* [PASSAGE]:
On 11 March 2026, the Fighting Antisemitism and Keeping Guns out of the Hands of Terrorists and Criminals Amendment Act 2026 became law in Queensland. Within hours of assent, the first arrests occurred and within days, the first police raid was conducted — but this may only be the beginning, writes Tyson Parker.
QUEENSLAND’S NEW LAWS have been said to echo those of the Joh Bjelke-Petersen era.
In response to the Bondi Beach terrorist attack on 14 December 2025, the Crisafulli Government merged gun reforms with new police powers and measures to stop hate speech.
Some firearms changes have been broadly supported, including tighter licensing rules, bans on 3D-printed gun blueprints and tougher penalties.
Sporting Shooters Association of Australia Queensland vice-president Michael Norris told a Parliamentary Committee, the measures “appropriately focus on criminal misuse and reflect the seriousness of these offences”.
However, the Act also lowers thresholds, narrows protections and expands police powers in concerning ways.

Police monitor pro-Palestinian protestors at rally in Brisbane on 15/06/25 (Image supplied)
Speech and publication restrictions
Under Section 52DA of the Criminal Code, it is now a criminal offence to 'publicly recite, publicly distribute, publish or publicly display' two phrases, if they could 'reasonably be expected to cause a member of the public to feel menaced, harassed or offended'.
The two expressions – "from the river to the sea" and "globalise the intifada" – carry a maximum of two years in prison.
Initially, the Bill had left phrases to be banned through future regulations.
Thus, a public Committee of Inquiry had only 17 days to assess the laws and hundreds of public submissions, without knowing the banned terms, which were added at the last minute, along with several other provisions.
The Labor Opposition claimed this was due to a split in the Government's party room, while the LNP Government claimed it was a measure to stop the opposition from repealing or using the same powers in the future.
On 3 March, Opposition Leader Steven Miles said:
“The new laws, not the new new laws, were rejected by the LNP’s party room. We understand that some members of the LNP were concerned enough about free speech that they were considering voting against them."
On 5 March, Police Minister Dan Purdie told Parliament:
"Labor simply cannot be trusted not to repeal the regulations and remove these prohibitions when they return to government. Should a future government wish to add or remove any expressions, they will need to do this via an amendment to the Criminal Code and subject to the full scrutiny of the parliament.”
The late additions denied proper scrutiny of these phrases, when even supporters of the new laws agree that their meanings are contested.
Mr Howard Posner, a Queensland Jewish Board of Deputies adviser, told the committee:
“I am sure there are people who genuinely believe that when they chant ‘globalise the intifada’ what they mean is not a violent internecine war in Australia. Unlike the ‘river to the sea’ argument, [there] is a legitimate disagreement … as to what it means, although it is still horrible. Of course, naive people will chant things they do not really mean, but its meaning is pretty bloody clear.”
Law enforcement needn’t prove someone was actually offended, only that the potential for offence existed.

Point annotation records
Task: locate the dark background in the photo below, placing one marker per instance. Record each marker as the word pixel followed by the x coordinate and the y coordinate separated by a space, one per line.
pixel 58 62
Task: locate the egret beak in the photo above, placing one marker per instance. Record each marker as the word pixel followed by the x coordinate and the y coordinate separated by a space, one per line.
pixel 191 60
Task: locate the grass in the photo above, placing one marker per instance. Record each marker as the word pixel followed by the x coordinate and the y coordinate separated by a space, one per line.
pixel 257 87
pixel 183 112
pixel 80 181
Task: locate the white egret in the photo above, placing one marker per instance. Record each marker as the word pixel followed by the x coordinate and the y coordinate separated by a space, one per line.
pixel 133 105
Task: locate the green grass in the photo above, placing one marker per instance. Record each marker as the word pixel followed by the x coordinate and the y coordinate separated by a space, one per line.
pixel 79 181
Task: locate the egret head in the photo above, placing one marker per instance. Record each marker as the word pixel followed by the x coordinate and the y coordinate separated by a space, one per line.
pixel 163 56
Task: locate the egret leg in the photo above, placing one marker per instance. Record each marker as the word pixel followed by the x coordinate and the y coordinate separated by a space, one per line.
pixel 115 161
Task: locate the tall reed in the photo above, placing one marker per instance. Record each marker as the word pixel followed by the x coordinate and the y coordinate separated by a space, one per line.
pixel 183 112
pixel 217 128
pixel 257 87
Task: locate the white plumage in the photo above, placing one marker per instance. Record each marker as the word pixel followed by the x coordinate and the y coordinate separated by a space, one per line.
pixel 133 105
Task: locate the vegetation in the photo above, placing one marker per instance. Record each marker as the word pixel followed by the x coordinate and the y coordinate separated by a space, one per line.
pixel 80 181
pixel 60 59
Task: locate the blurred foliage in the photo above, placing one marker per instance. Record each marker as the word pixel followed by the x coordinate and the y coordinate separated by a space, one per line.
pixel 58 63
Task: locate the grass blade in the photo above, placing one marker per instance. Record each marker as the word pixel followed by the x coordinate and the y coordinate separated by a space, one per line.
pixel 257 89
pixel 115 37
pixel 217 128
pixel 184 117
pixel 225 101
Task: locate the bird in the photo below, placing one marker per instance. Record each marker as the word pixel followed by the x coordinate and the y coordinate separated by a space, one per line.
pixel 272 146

* [YOUR OBJECTIVE]: Name every person directly quoted in the passage on Queensland's new antisemitism and gun laws, along with the role the passage gives each one.

* [TASK SOLUTION]:
- Michael Norris: vice-president of the Sporting Shooters Association of Australia Queensland
- Steven Miles: Opposition Leader
- Dan Purdie: Police Minister
- Howard Posner: adviser to the Queensland Jewish Board of Deputies